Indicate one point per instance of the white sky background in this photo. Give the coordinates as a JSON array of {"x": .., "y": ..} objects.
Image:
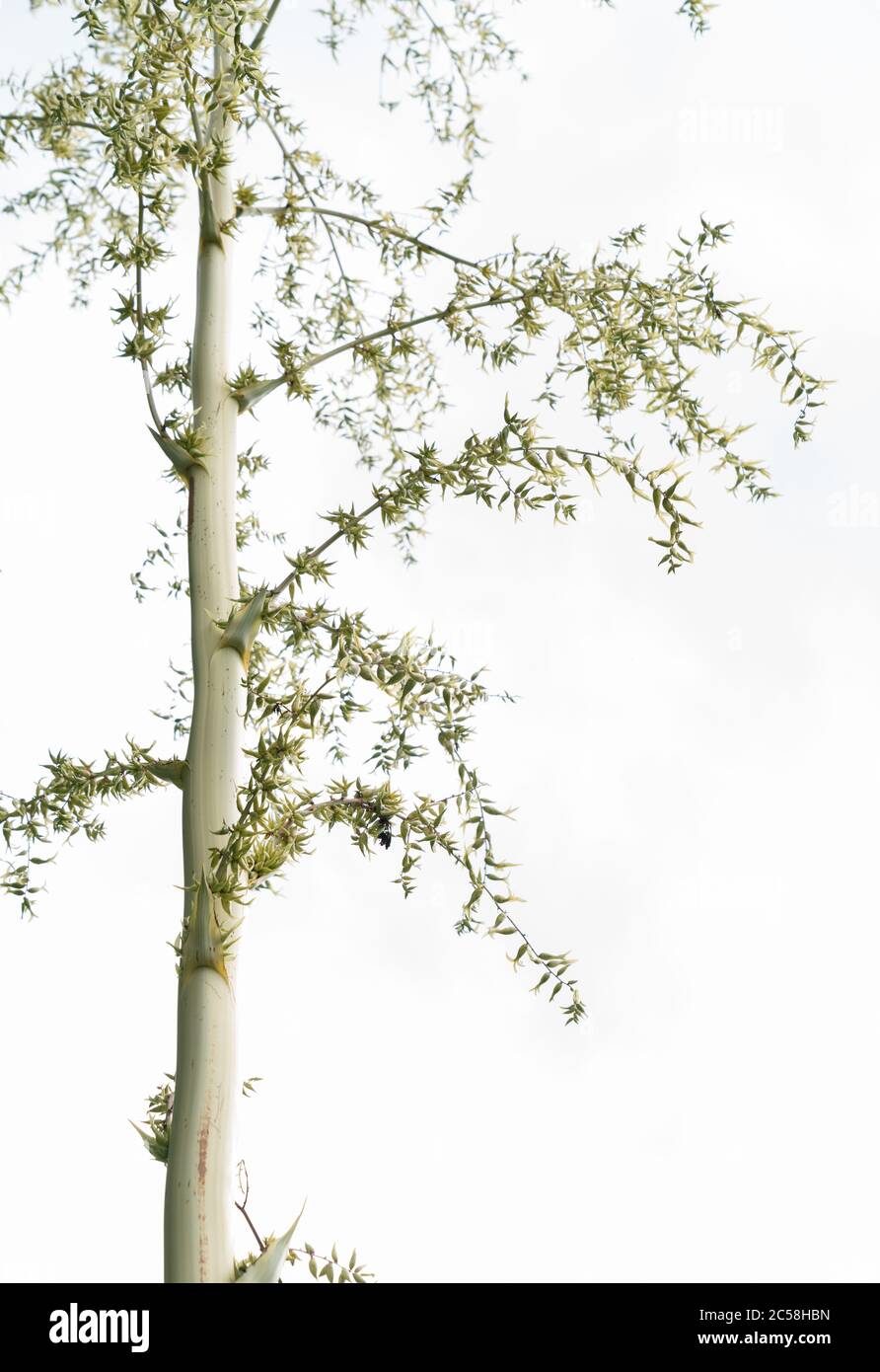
[{"x": 694, "y": 759}]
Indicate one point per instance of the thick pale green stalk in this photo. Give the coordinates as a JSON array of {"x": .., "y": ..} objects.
[{"x": 199, "y": 1202}]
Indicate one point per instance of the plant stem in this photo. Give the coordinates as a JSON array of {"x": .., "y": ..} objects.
[{"x": 199, "y": 1207}]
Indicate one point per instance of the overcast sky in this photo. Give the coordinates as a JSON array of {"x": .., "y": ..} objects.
[{"x": 694, "y": 760}]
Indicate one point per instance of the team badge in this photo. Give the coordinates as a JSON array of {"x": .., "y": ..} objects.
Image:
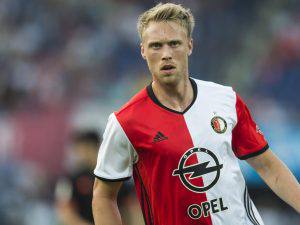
[
  {"x": 218, "y": 124},
  {"x": 190, "y": 172}
]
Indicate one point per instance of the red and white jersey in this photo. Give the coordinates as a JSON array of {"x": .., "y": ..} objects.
[{"x": 185, "y": 164}]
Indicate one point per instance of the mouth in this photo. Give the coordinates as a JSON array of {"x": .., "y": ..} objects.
[{"x": 167, "y": 68}]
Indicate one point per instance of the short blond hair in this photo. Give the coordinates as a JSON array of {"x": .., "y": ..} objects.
[{"x": 167, "y": 12}]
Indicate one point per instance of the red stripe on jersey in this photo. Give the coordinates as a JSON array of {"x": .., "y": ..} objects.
[
  {"x": 247, "y": 139},
  {"x": 160, "y": 138}
]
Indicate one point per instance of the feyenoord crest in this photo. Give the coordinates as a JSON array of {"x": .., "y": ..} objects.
[
  {"x": 190, "y": 173},
  {"x": 218, "y": 124}
]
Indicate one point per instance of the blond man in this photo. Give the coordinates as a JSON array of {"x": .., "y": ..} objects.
[{"x": 181, "y": 138}]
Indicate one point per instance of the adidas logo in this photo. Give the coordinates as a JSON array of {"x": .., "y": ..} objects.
[{"x": 159, "y": 137}]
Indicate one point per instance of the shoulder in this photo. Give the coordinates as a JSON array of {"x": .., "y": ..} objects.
[
  {"x": 135, "y": 109},
  {"x": 212, "y": 89},
  {"x": 212, "y": 85},
  {"x": 137, "y": 100}
]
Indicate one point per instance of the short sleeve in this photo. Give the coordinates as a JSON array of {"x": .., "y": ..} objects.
[
  {"x": 116, "y": 153},
  {"x": 247, "y": 138}
]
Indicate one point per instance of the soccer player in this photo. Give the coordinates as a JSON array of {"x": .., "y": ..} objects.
[{"x": 181, "y": 138}]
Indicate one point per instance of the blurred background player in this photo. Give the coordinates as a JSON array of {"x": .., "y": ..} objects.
[{"x": 74, "y": 192}]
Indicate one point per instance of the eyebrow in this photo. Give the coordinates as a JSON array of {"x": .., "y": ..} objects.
[{"x": 162, "y": 42}]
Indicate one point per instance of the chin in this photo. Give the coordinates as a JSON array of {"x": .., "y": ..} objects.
[{"x": 168, "y": 79}]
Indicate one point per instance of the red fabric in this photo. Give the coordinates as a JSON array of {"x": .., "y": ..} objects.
[
  {"x": 247, "y": 139},
  {"x": 163, "y": 197}
]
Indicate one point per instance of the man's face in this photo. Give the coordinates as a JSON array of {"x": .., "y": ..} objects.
[{"x": 166, "y": 47}]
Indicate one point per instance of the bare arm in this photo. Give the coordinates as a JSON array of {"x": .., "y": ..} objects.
[
  {"x": 278, "y": 177},
  {"x": 105, "y": 208},
  {"x": 68, "y": 215}
]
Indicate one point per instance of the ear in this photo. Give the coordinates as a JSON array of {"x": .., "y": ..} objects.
[
  {"x": 143, "y": 51},
  {"x": 190, "y": 46}
]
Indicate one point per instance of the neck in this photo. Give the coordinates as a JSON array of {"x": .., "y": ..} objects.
[{"x": 174, "y": 96}]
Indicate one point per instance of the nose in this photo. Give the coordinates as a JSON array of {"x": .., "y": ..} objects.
[{"x": 166, "y": 53}]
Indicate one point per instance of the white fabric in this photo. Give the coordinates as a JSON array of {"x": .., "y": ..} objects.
[
  {"x": 116, "y": 154},
  {"x": 217, "y": 100}
]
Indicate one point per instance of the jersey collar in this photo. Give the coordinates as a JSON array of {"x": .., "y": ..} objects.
[{"x": 156, "y": 101}]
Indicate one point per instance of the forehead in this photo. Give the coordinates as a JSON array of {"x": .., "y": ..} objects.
[{"x": 163, "y": 31}]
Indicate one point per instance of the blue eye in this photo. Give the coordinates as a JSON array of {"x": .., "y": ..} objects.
[
  {"x": 155, "y": 45},
  {"x": 174, "y": 43}
]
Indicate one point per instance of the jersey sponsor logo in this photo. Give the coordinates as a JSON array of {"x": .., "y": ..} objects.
[
  {"x": 218, "y": 124},
  {"x": 196, "y": 211},
  {"x": 189, "y": 173}
]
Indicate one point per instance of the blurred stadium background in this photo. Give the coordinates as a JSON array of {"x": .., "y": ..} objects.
[{"x": 66, "y": 64}]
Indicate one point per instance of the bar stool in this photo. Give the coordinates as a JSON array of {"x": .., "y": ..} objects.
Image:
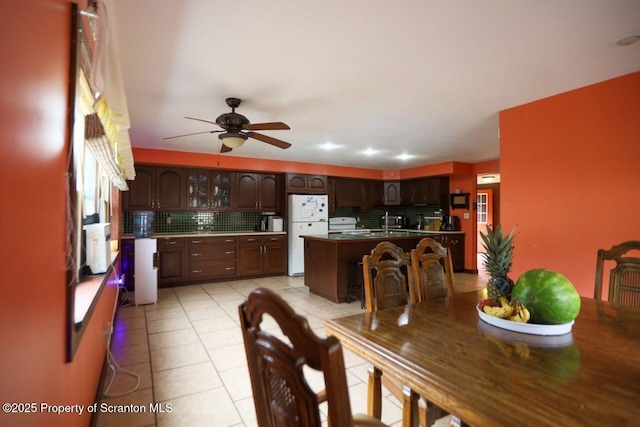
[{"x": 355, "y": 280}]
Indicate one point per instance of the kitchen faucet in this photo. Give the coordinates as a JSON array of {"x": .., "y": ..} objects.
[{"x": 386, "y": 222}]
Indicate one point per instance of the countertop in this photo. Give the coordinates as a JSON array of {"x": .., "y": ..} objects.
[
  {"x": 209, "y": 234},
  {"x": 378, "y": 234}
]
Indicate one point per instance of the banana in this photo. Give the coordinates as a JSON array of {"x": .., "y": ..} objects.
[
  {"x": 502, "y": 312},
  {"x": 520, "y": 312}
]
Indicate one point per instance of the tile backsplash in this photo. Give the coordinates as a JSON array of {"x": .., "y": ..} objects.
[
  {"x": 193, "y": 222},
  {"x": 208, "y": 221}
]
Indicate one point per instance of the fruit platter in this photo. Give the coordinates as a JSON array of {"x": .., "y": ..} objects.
[
  {"x": 540, "y": 302},
  {"x": 526, "y": 328}
]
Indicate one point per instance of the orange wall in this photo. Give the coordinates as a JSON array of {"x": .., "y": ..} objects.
[
  {"x": 143, "y": 155},
  {"x": 33, "y": 136},
  {"x": 570, "y": 177}
]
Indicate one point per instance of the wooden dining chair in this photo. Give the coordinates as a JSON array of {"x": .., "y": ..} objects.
[
  {"x": 388, "y": 279},
  {"x": 388, "y": 282},
  {"x": 281, "y": 392},
  {"x": 432, "y": 270},
  {"x": 624, "y": 278}
]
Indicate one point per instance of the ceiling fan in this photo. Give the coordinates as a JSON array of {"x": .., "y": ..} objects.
[{"x": 236, "y": 128}]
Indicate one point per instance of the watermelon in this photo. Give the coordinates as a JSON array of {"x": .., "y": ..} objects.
[{"x": 548, "y": 295}]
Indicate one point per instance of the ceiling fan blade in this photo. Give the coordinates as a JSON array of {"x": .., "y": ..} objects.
[
  {"x": 201, "y": 120},
  {"x": 196, "y": 133},
  {"x": 267, "y": 126},
  {"x": 268, "y": 140}
]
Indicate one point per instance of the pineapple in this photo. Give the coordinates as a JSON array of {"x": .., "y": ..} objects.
[{"x": 498, "y": 260}]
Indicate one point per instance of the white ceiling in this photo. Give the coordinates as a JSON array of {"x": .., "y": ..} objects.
[{"x": 420, "y": 77}]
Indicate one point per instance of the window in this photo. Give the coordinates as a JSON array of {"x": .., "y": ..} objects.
[{"x": 482, "y": 207}]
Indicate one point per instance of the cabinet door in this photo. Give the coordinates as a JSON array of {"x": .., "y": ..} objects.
[
  {"x": 250, "y": 256},
  {"x": 296, "y": 182},
  {"x": 128, "y": 262},
  {"x": 170, "y": 188},
  {"x": 198, "y": 189},
  {"x": 275, "y": 255},
  {"x": 141, "y": 194},
  {"x": 377, "y": 193},
  {"x": 317, "y": 183},
  {"x": 172, "y": 263},
  {"x": 268, "y": 194},
  {"x": 455, "y": 243},
  {"x": 246, "y": 191},
  {"x": 223, "y": 190},
  {"x": 392, "y": 193}
]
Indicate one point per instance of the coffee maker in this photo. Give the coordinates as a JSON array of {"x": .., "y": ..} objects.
[{"x": 450, "y": 223}]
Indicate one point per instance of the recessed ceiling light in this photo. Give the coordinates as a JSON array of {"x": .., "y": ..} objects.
[
  {"x": 405, "y": 156},
  {"x": 329, "y": 146},
  {"x": 627, "y": 40}
]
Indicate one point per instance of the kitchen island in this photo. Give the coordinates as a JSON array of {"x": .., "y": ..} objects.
[{"x": 330, "y": 260}]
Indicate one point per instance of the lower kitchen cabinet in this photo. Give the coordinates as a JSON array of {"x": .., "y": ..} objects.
[
  {"x": 262, "y": 255},
  {"x": 211, "y": 257},
  {"x": 172, "y": 264},
  {"x": 455, "y": 243}
]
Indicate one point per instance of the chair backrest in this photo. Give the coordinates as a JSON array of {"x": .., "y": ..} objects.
[
  {"x": 388, "y": 280},
  {"x": 624, "y": 278},
  {"x": 281, "y": 393},
  {"x": 432, "y": 270}
]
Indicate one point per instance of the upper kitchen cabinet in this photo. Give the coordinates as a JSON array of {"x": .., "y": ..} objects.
[
  {"x": 426, "y": 191},
  {"x": 156, "y": 188},
  {"x": 392, "y": 193},
  {"x": 302, "y": 183},
  {"x": 142, "y": 190},
  {"x": 257, "y": 192},
  {"x": 209, "y": 189},
  {"x": 354, "y": 193}
]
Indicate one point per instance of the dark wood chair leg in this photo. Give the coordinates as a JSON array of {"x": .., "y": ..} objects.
[
  {"x": 374, "y": 393},
  {"x": 410, "y": 416}
]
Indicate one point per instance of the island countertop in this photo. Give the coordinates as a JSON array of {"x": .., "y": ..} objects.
[{"x": 331, "y": 261}]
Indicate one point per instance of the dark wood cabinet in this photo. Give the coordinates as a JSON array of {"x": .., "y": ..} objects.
[
  {"x": 209, "y": 189},
  {"x": 303, "y": 183},
  {"x": 156, "y": 187},
  {"x": 260, "y": 255},
  {"x": 257, "y": 192},
  {"x": 172, "y": 264},
  {"x": 142, "y": 190},
  {"x": 170, "y": 188},
  {"x": 355, "y": 193},
  {"x": 392, "y": 195},
  {"x": 211, "y": 257},
  {"x": 127, "y": 262},
  {"x": 455, "y": 243}
]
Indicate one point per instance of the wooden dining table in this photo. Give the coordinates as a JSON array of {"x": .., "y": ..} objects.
[{"x": 488, "y": 376}]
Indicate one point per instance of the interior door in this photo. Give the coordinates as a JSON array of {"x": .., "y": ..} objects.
[{"x": 484, "y": 213}]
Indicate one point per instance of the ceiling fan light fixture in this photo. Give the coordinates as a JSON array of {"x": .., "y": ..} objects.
[{"x": 232, "y": 140}]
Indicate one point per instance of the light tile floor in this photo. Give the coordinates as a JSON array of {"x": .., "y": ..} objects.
[{"x": 188, "y": 353}]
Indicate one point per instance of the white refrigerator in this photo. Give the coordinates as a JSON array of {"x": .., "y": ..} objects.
[
  {"x": 308, "y": 215},
  {"x": 146, "y": 284}
]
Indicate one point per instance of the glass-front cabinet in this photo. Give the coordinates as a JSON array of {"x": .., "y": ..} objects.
[{"x": 209, "y": 189}]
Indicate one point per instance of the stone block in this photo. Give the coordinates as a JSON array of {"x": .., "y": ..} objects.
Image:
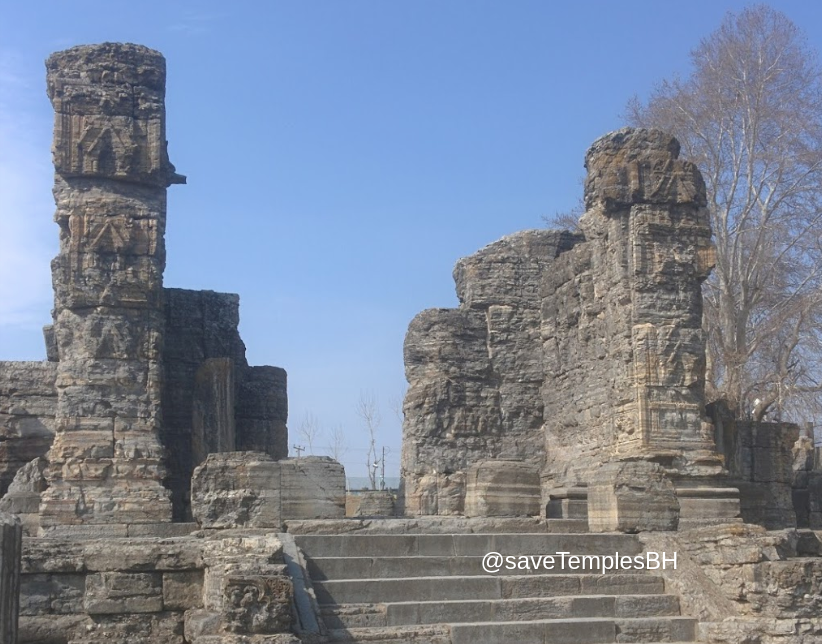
[
  {"x": 237, "y": 489},
  {"x": 312, "y": 488},
  {"x": 631, "y": 496},
  {"x": 183, "y": 590},
  {"x": 52, "y": 594},
  {"x": 567, "y": 503},
  {"x": 371, "y": 503},
  {"x": 213, "y": 428},
  {"x": 502, "y": 488},
  {"x": 120, "y": 592},
  {"x": 11, "y": 536},
  {"x": 256, "y": 603}
]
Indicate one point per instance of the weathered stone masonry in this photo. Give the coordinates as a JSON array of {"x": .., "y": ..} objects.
[
  {"x": 142, "y": 381},
  {"x": 571, "y": 350}
]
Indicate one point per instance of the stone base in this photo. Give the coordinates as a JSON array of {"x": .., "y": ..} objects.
[
  {"x": 567, "y": 503},
  {"x": 502, "y": 488},
  {"x": 374, "y": 503},
  {"x": 631, "y": 496},
  {"x": 701, "y": 505}
]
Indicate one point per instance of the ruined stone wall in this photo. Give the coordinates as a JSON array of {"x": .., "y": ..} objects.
[
  {"x": 142, "y": 382},
  {"x": 111, "y": 175},
  {"x": 571, "y": 350},
  {"x": 746, "y": 584},
  {"x": 622, "y": 315},
  {"x": 154, "y": 591},
  {"x": 475, "y": 372},
  {"x": 211, "y": 405},
  {"x": 27, "y": 406}
]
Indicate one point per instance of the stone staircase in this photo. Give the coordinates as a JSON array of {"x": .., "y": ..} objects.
[{"x": 431, "y": 588}]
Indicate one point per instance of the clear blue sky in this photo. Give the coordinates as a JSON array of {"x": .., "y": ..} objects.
[{"x": 341, "y": 156}]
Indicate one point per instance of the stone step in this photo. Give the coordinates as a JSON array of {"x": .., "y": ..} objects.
[
  {"x": 336, "y": 568},
  {"x": 436, "y": 525},
  {"x": 439, "y": 612},
  {"x": 391, "y": 545},
  {"x": 439, "y": 634},
  {"x": 572, "y": 631},
  {"x": 461, "y": 587},
  {"x": 672, "y": 630}
]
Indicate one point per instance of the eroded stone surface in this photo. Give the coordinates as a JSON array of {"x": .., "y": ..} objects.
[
  {"x": 11, "y": 534},
  {"x": 571, "y": 350},
  {"x": 250, "y": 489},
  {"x": 502, "y": 488},
  {"x": 632, "y": 496}
]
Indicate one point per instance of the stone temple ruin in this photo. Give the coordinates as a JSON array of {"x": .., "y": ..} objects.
[{"x": 560, "y": 409}]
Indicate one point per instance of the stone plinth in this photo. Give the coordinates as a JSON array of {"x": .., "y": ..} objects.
[
  {"x": 313, "y": 487},
  {"x": 237, "y": 489},
  {"x": 250, "y": 489},
  {"x": 707, "y": 503},
  {"x": 632, "y": 496},
  {"x": 371, "y": 503},
  {"x": 502, "y": 488},
  {"x": 567, "y": 503},
  {"x": 569, "y": 350},
  {"x": 111, "y": 174},
  {"x": 11, "y": 537}
]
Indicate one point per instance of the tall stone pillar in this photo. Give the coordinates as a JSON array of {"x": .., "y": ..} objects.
[
  {"x": 11, "y": 538},
  {"x": 111, "y": 174},
  {"x": 648, "y": 223}
]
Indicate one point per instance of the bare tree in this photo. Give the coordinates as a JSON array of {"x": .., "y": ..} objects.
[
  {"x": 750, "y": 116},
  {"x": 568, "y": 220},
  {"x": 309, "y": 430},
  {"x": 369, "y": 413},
  {"x": 339, "y": 443}
]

━━━━━━━━━━

**Aim of the task**: Word for word, copy the line containing "Indicate one point per instance of the stone temple" and each line after it to the end of the records, and nothing besides.

**Your response**:
Indicate one point per instance of the stone temple ruin in this photo. Give the coordinates as a JSON array of {"x": .., "y": ..} objects.
[{"x": 560, "y": 409}]
Indicate one point per instance of the stone plinth in this photo. Give the coordinates as a JSON array of {"x": .., "y": ..} objects.
[
  {"x": 313, "y": 487},
  {"x": 237, "y": 489},
  {"x": 250, "y": 489},
  {"x": 707, "y": 503},
  {"x": 632, "y": 496},
  {"x": 371, "y": 503},
  {"x": 502, "y": 488},
  {"x": 567, "y": 503},
  {"x": 569, "y": 350},
  {"x": 111, "y": 174},
  {"x": 11, "y": 537}
]
Indicate one point per instance of the tall stone pillar in this photo. Give the coordinates as a JSON array of {"x": .., "y": ..} objects.
[
  {"x": 11, "y": 538},
  {"x": 111, "y": 174},
  {"x": 648, "y": 223}
]
Indicate one point per instance of the bare tree in this photo. Give the coordinates as a JSON array of {"x": .., "y": ..} objects.
[
  {"x": 750, "y": 116},
  {"x": 568, "y": 220},
  {"x": 309, "y": 430},
  {"x": 369, "y": 413},
  {"x": 339, "y": 443}
]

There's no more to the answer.